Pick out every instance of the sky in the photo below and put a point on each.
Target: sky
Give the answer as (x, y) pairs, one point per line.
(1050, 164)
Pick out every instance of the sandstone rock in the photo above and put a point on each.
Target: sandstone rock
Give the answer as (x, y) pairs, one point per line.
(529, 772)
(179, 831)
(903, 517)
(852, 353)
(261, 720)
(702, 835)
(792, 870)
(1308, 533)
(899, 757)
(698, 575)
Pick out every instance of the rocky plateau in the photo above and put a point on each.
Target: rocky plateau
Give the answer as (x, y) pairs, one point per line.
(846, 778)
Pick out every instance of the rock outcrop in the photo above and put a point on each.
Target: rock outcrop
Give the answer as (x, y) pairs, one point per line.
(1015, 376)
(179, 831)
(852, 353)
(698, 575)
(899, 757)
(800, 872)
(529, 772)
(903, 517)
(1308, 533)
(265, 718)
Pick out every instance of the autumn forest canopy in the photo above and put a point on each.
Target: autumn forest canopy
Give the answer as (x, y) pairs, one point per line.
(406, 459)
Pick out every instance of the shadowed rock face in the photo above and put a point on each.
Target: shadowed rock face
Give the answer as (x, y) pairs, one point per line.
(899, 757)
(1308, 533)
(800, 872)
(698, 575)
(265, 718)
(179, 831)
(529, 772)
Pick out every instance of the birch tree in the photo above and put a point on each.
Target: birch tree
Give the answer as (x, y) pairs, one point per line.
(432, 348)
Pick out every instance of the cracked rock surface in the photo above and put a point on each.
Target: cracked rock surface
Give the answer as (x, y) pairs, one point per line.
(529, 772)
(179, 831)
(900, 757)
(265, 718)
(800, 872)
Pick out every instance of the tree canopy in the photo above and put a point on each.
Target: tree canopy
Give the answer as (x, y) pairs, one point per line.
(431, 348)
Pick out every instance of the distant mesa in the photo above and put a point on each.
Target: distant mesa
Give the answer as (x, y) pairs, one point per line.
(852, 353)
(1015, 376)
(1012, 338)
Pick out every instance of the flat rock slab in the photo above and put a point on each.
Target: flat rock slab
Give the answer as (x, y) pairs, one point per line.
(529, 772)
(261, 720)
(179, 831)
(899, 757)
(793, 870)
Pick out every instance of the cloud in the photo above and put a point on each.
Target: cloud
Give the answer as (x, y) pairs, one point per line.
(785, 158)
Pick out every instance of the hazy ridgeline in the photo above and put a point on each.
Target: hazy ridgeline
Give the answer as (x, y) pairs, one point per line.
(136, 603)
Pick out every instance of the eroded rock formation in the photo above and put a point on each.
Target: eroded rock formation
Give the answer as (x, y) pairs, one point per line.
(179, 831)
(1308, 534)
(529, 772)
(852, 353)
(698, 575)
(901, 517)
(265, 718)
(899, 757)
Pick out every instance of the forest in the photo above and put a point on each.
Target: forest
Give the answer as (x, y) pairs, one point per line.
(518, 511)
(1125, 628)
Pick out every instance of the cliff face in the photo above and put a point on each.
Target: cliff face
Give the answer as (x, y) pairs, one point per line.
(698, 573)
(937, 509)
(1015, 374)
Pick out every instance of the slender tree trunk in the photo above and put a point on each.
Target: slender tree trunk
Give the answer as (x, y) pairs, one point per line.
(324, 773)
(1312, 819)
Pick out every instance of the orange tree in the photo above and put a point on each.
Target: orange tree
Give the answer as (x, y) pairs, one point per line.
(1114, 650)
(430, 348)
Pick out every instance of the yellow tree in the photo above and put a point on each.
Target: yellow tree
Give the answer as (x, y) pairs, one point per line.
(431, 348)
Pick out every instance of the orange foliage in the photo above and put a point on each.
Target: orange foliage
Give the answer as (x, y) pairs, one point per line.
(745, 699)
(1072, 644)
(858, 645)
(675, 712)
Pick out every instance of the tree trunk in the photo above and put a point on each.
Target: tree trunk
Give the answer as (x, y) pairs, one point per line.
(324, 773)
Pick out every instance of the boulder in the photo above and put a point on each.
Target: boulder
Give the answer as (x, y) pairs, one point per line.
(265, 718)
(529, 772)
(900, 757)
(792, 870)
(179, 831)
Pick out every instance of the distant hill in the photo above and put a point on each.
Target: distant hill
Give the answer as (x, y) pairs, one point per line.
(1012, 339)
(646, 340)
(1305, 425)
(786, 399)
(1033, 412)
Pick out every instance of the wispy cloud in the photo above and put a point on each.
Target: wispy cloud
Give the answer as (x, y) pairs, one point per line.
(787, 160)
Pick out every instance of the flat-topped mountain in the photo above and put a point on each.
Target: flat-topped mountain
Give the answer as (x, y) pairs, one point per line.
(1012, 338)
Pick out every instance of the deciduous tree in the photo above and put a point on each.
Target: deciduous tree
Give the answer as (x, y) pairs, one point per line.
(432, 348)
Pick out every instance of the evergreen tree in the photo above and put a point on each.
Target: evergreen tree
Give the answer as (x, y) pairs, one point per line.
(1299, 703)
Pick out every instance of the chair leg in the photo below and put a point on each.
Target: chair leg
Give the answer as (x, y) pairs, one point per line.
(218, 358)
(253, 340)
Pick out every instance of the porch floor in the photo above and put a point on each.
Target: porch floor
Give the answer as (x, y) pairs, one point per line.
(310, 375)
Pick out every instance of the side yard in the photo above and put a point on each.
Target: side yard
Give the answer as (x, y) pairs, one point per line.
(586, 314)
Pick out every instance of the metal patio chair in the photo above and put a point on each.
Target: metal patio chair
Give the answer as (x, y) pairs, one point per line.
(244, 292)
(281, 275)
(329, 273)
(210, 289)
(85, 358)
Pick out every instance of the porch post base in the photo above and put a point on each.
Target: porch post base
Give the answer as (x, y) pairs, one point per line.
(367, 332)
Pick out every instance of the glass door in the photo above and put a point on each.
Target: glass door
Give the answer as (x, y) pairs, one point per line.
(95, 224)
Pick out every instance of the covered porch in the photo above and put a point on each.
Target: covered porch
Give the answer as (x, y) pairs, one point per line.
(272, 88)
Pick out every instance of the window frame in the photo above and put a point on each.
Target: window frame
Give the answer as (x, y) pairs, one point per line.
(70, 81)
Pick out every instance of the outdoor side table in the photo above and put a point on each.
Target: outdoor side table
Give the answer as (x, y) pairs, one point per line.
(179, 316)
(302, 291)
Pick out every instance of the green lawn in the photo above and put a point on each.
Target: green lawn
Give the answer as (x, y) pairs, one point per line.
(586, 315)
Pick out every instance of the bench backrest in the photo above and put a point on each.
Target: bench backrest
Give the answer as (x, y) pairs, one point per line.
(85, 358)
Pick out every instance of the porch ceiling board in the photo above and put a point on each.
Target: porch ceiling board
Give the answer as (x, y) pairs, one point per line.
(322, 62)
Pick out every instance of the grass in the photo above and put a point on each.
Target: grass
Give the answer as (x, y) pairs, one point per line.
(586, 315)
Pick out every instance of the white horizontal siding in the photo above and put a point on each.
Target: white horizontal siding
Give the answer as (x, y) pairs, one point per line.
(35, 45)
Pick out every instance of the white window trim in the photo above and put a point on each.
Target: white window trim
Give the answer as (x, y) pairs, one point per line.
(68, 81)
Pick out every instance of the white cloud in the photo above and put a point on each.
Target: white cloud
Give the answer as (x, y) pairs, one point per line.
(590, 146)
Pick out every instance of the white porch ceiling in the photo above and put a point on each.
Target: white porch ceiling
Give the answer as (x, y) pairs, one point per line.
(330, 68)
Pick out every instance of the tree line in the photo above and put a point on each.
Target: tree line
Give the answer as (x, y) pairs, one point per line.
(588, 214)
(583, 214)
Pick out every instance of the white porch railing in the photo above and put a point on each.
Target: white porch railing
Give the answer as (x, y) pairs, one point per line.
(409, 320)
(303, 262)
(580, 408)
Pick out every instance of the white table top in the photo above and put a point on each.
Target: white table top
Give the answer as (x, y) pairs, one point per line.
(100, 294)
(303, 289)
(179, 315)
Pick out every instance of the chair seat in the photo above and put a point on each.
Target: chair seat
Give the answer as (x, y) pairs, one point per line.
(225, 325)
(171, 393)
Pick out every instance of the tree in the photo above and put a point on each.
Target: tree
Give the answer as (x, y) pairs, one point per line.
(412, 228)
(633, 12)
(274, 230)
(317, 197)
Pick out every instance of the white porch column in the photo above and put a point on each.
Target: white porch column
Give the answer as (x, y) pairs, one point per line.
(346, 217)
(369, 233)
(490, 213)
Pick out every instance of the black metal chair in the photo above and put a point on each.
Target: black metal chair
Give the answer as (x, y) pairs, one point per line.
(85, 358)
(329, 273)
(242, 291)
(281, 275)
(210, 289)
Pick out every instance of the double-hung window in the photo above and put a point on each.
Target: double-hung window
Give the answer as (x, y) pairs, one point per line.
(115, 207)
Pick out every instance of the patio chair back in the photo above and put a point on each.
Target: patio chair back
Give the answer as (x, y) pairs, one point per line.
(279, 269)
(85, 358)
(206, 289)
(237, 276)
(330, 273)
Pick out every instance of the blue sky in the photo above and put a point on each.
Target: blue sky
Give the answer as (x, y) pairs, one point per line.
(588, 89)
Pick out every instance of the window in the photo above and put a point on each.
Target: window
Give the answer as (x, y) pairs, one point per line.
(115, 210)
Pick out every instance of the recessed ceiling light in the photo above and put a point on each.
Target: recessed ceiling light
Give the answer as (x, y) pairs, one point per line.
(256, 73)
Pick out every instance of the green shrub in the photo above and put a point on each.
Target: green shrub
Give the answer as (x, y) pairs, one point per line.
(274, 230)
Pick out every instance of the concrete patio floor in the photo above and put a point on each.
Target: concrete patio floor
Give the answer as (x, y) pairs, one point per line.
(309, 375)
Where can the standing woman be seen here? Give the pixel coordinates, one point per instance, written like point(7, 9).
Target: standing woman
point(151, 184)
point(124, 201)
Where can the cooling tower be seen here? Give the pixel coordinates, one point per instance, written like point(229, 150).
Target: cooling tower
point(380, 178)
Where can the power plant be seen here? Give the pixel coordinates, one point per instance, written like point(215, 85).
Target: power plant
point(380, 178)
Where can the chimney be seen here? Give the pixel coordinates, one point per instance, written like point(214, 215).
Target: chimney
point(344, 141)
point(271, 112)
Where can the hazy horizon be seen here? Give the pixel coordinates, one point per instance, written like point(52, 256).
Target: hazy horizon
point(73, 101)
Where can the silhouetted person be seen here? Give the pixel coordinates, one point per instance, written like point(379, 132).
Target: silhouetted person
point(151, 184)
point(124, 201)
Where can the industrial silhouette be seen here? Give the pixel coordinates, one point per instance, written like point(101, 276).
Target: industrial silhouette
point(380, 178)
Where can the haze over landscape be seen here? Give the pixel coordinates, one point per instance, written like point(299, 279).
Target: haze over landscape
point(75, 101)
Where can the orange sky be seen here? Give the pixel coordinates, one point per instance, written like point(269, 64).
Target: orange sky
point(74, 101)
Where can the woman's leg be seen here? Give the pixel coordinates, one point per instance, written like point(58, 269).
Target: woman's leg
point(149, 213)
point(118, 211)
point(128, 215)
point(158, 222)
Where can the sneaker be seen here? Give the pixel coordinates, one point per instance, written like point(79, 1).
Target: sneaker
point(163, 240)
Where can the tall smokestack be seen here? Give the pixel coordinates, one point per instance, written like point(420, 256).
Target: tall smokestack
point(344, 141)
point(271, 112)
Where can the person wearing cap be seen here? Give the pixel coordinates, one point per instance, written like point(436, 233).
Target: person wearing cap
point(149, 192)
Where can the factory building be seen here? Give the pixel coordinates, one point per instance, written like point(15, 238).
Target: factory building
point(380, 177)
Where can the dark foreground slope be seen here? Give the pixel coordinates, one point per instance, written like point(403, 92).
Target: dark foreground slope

■ **REQUIRED ACTION**
The answer must be the number of lines in the records where the string "wispy" is found, stated alone.

■ **ANSWER SECTION**
2